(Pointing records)
§ §

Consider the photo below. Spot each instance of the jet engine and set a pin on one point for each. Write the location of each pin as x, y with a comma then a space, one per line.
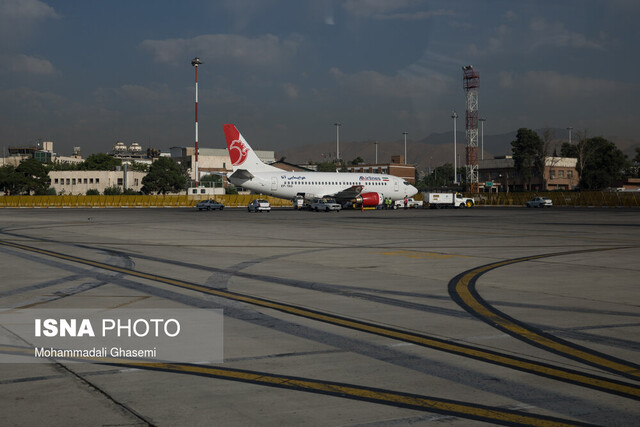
370, 199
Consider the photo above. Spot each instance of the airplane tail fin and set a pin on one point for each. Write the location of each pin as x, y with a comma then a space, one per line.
241, 154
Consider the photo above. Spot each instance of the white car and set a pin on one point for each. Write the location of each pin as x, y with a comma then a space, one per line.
259, 205
326, 205
209, 205
539, 202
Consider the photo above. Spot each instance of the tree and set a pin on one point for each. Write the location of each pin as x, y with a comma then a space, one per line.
165, 176
569, 150
528, 154
603, 164
440, 176
33, 176
9, 181
114, 190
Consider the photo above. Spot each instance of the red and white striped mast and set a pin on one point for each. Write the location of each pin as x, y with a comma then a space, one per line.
195, 62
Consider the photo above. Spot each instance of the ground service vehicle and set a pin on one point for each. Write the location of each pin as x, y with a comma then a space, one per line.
539, 202
259, 205
411, 203
449, 200
325, 204
209, 205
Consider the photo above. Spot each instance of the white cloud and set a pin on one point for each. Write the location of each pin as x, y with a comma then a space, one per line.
290, 90
135, 94
392, 9
399, 86
556, 35
26, 64
264, 51
19, 19
26, 10
554, 86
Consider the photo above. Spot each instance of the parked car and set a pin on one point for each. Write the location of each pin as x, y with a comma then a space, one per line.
539, 202
259, 205
326, 204
209, 205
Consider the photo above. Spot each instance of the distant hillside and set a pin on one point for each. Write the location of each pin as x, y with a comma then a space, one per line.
432, 151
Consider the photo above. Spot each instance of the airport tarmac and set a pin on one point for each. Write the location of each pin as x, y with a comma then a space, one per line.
375, 318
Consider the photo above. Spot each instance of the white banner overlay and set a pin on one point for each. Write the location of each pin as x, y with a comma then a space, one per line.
92, 335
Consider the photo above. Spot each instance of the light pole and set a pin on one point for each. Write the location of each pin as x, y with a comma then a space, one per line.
405, 147
337, 125
482, 138
195, 62
454, 116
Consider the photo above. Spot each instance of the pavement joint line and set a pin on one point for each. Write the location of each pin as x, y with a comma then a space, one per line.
497, 415
592, 381
463, 291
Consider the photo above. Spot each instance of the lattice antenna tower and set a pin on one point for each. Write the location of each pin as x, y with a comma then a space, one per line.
471, 83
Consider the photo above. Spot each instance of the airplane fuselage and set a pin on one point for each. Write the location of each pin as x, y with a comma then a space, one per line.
287, 185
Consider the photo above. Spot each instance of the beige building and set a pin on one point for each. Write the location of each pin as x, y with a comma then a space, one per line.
499, 174
78, 182
397, 167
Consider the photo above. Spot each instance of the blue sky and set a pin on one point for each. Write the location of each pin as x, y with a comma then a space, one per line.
89, 73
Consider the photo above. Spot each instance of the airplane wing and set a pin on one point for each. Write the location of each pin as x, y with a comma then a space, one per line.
347, 194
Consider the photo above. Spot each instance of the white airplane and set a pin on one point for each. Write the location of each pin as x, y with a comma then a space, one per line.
366, 189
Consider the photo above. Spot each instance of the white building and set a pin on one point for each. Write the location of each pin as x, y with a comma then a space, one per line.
78, 182
211, 159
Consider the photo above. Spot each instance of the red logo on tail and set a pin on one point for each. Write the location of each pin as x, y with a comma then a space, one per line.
238, 152
238, 149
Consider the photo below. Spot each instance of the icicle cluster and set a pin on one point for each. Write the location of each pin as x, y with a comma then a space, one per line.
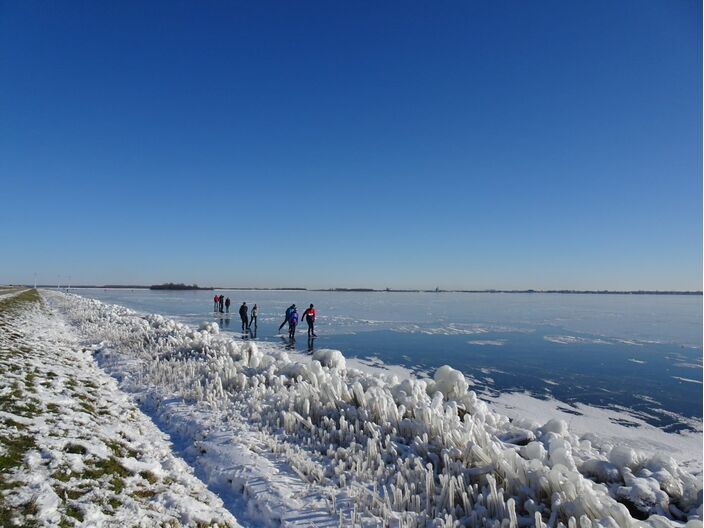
411, 452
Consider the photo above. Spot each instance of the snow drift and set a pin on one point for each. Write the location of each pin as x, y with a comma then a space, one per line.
408, 452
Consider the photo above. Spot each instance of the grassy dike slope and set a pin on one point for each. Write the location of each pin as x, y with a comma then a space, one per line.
73, 449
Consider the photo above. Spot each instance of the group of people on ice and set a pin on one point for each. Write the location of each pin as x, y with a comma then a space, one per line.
291, 318
248, 319
221, 304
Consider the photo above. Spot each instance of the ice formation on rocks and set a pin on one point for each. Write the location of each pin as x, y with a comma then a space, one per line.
409, 453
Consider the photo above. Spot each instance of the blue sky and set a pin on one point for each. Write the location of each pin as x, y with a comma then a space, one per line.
384, 144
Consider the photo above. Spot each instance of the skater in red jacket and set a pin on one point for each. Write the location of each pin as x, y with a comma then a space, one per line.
309, 316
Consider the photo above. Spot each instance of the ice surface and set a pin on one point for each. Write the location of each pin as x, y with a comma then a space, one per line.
383, 450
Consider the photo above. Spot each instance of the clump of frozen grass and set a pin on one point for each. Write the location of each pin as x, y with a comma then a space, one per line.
414, 453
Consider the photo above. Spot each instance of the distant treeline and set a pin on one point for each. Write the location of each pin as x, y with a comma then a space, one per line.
179, 286
174, 286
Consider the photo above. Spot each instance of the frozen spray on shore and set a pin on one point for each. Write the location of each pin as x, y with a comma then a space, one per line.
411, 452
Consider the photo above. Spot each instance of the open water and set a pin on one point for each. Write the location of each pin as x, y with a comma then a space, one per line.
640, 353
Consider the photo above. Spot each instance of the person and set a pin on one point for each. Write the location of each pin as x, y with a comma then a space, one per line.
309, 316
243, 316
288, 315
292, 322
253, 317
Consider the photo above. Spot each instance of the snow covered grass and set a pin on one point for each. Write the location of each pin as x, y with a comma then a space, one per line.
73, 449
375, 449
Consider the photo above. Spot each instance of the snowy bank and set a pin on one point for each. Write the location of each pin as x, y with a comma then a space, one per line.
370, 450
74, 449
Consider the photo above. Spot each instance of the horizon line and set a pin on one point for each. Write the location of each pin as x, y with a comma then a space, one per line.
382, 290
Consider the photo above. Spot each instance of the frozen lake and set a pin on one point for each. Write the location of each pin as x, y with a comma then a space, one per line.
636, 353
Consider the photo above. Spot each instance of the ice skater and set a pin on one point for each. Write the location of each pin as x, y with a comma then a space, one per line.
253, 317
288, 315
244, 316
309, 316
292, 323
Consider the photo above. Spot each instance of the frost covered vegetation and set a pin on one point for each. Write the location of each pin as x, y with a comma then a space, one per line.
73, 449
379, 451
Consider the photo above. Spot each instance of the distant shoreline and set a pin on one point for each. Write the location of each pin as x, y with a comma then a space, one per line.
385, 290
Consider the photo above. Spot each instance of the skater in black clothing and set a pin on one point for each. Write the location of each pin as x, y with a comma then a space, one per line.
253, 317
292, 323
243, 316
309, 316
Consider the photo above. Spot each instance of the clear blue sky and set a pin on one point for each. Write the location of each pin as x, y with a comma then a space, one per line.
410, 144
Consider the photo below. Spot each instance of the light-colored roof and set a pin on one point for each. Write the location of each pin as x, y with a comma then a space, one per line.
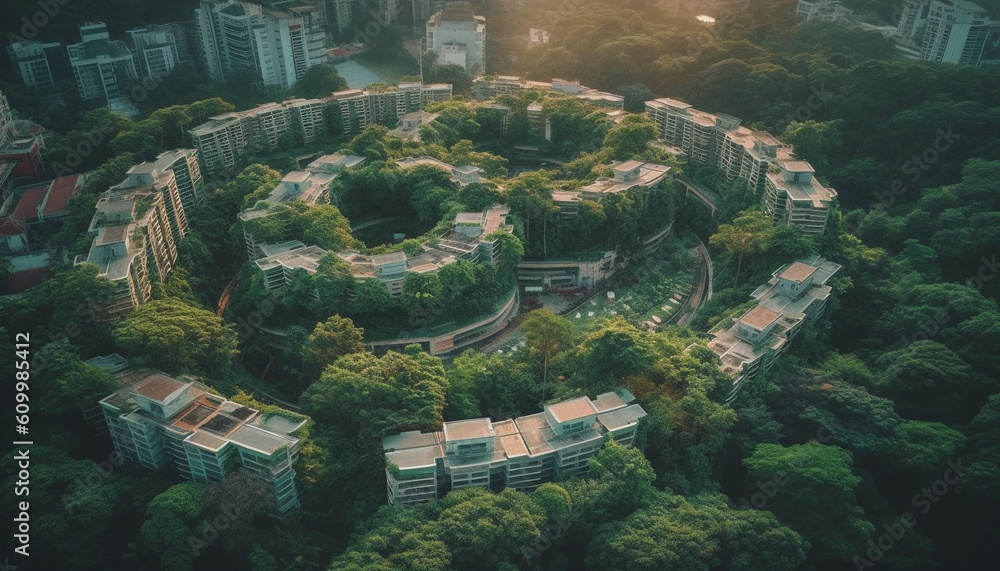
259, 440
797, 166
798, 272
158, 387
629, 165
760, 317
620, 418
608, 401
468, 429
572, 409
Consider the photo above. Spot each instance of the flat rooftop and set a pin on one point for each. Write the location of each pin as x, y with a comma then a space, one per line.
468, 429
158, 387
574, 409
760, 317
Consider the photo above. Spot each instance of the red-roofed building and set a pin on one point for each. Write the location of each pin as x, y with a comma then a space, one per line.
20, 281
56, 203
27, 208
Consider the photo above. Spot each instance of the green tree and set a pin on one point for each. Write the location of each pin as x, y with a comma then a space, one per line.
319, 81
332, 339
814, 493
630, 137
923, 447
177, 337
546, 334
171, 526
746, 235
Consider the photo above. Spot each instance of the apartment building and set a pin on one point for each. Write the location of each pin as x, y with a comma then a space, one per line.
187, 174
156, 420
520, 453
157, 49
794, 297
137, 228
362, 107
488, 88
823, 10
281, 45
223, 139
37, 64
458, 37
311, 186
793, 197
790, 193
21, 145
946, 31
100, 66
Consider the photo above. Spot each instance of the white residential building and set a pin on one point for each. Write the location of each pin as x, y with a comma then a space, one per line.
157, 49
156, 420
100, 65
458, 37
281, 45
522, 453
361, 107
224, 138
34, 62
795, 296
946, 31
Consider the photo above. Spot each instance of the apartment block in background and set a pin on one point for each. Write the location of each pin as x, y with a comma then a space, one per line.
281, 45
789, 190
100, 66
156, 420
458, 37
224, 138
137, 228
21, 144
157, 49
795, 296
37, 64
522, 453
946, 31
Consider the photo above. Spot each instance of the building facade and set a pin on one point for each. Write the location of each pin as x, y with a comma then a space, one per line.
224, 138
157, 49
37, 64
946, 31
137, 229
788, 188
795, 296
281, 45
520, 453
100, 66
458, 37
362, 107
156, 420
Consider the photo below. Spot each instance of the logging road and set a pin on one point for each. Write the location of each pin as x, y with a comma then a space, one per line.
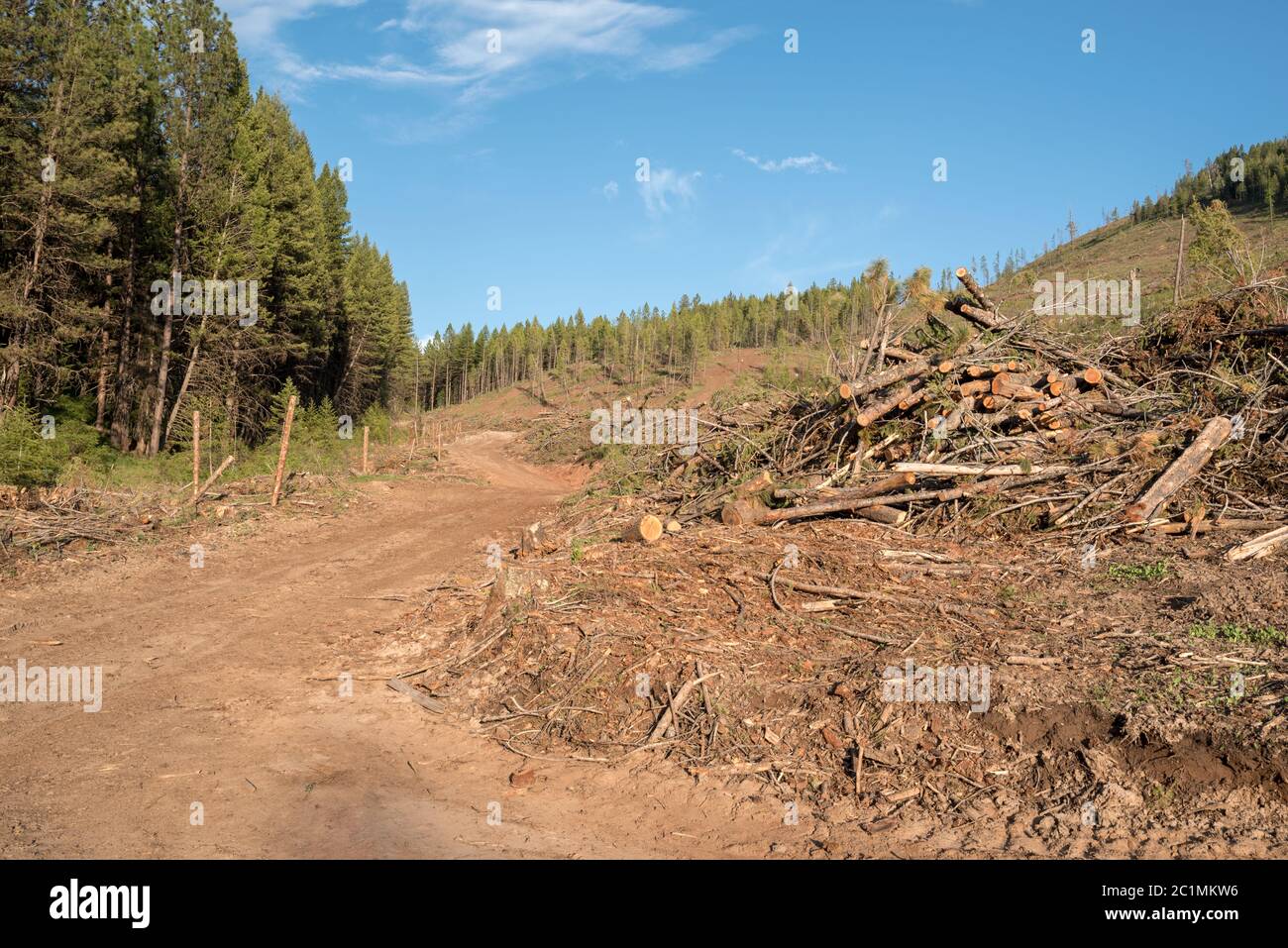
220, 698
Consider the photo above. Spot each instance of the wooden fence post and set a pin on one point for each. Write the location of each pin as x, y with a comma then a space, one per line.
281, 454
196, 454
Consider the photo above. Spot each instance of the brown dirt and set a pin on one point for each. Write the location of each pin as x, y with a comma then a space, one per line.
220, 687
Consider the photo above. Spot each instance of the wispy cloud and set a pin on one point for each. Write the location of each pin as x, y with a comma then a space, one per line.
482, 51
257, 22
809, 163
668, 189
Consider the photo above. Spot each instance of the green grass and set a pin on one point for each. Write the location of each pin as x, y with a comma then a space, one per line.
1144, 572
1239, 634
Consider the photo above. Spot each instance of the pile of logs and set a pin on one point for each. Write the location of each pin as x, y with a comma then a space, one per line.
1010, 419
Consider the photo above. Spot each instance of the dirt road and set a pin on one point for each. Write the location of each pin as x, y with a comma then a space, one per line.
220, 698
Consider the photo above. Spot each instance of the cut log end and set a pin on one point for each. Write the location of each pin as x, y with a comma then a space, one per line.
647, 530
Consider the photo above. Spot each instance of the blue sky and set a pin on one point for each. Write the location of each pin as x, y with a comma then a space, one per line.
518, 168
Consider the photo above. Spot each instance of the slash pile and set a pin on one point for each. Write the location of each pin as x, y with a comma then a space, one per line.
1020, 427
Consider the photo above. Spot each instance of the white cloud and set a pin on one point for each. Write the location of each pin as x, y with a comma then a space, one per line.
809, 163
668, 188
487, 50
257, 21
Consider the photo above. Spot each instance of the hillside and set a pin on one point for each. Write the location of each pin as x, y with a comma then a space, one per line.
1149, 248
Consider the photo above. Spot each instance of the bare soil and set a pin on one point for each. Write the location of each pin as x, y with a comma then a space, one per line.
223, 687
220, 689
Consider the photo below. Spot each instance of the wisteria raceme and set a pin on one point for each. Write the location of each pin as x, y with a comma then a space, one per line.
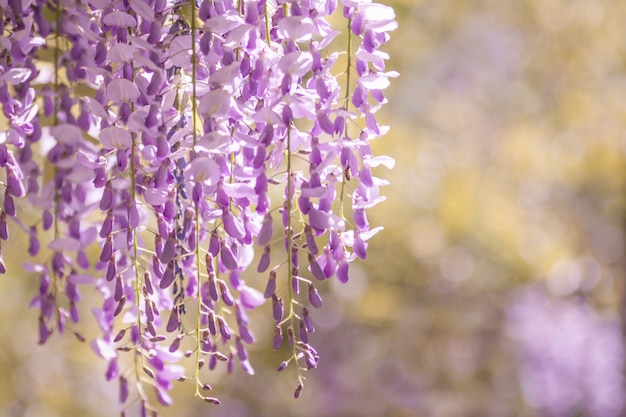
571, 359
173, 140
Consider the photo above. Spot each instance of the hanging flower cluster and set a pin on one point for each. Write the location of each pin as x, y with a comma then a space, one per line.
175, 139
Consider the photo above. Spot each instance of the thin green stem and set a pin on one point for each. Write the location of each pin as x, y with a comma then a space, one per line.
290, 244
194, 109
267, 23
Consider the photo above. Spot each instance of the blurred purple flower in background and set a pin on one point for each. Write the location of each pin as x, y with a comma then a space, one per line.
571, 358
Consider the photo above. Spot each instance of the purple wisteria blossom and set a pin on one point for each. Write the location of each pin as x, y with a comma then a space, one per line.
571, 359
175, 140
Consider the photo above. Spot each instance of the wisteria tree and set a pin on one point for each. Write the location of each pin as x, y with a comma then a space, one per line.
175, 140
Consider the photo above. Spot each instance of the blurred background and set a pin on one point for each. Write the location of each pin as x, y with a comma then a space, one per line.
497, 287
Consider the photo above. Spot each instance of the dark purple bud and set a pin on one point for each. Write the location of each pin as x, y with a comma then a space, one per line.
227, 297
314, 297
44, 283
44, 332
294, 258
342, 272
252, 13
169, 210
122, 159
265, 234
14, 183
119, 335
278, 338
290, 335
133, 214
9, 204
100, 178
119, 288
107, 225
264, 262
157, 267
4, 227
134, 334
308, 322
246, 334
270, 288
213, 287
112, 370
368, 43
311, 361
123, 389
277, 308
48, 219
325, 123
214, 244
107, 250
33, 242
224, 330
147, 279
176, 343
174, 321
168, 276
120, 306
106, 203
211, 322
360, 247
227, 256
282, 366
111, 269
304, 336
153, 38
360, 219
169, 250
315, 268
242, 354
74, 312
149, 310
233, 226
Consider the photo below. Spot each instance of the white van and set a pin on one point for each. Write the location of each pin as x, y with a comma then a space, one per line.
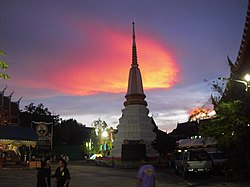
193, 161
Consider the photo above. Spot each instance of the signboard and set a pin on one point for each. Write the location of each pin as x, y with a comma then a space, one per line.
44, 133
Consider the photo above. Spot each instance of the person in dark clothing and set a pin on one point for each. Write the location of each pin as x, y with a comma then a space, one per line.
48, 170
42, 177
62, 174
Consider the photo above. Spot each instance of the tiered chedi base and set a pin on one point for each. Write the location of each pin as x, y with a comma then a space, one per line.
134, 125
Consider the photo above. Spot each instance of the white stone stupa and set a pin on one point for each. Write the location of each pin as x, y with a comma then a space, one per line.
135, 125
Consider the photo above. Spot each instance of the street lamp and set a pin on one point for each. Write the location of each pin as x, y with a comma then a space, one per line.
246, 82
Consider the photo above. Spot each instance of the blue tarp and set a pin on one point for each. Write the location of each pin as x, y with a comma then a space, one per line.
17, 133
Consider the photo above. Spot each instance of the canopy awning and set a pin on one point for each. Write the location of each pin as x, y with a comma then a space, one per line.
196, 143
17, 136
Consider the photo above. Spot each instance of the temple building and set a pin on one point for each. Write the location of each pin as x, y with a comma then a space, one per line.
135, 128
12, 136
237, 86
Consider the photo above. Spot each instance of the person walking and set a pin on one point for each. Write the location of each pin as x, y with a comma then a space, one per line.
48, 170
62, 174
146, 174
42, 177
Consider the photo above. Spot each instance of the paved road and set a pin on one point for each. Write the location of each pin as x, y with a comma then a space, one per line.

§ §

--- Work to do ---
Quote only the lines from the line containing "Consider the photo above. Spot each instance of the temple" through the end of the entries, keeping the first and the last.

--- Exercise output ---
Consider the photo above. Spot each instance of the temple building and set a pin on one point for each. Write the location of each pin as x, y with a comma then a space, one per line.
135, 128
12, 136
237, 86
Consider the photo above. Spot each instance of the person walking and set a pin on one point for each. Write the location of each pin as x, y with a comma then a space, one per line.
48, 170
62, 174
146, 174
42, 177
Consider the photo above. Spot each instance of the paved road and set a pin on one point for each. Write the location of each pin as x, y with a comma then a space, one per line.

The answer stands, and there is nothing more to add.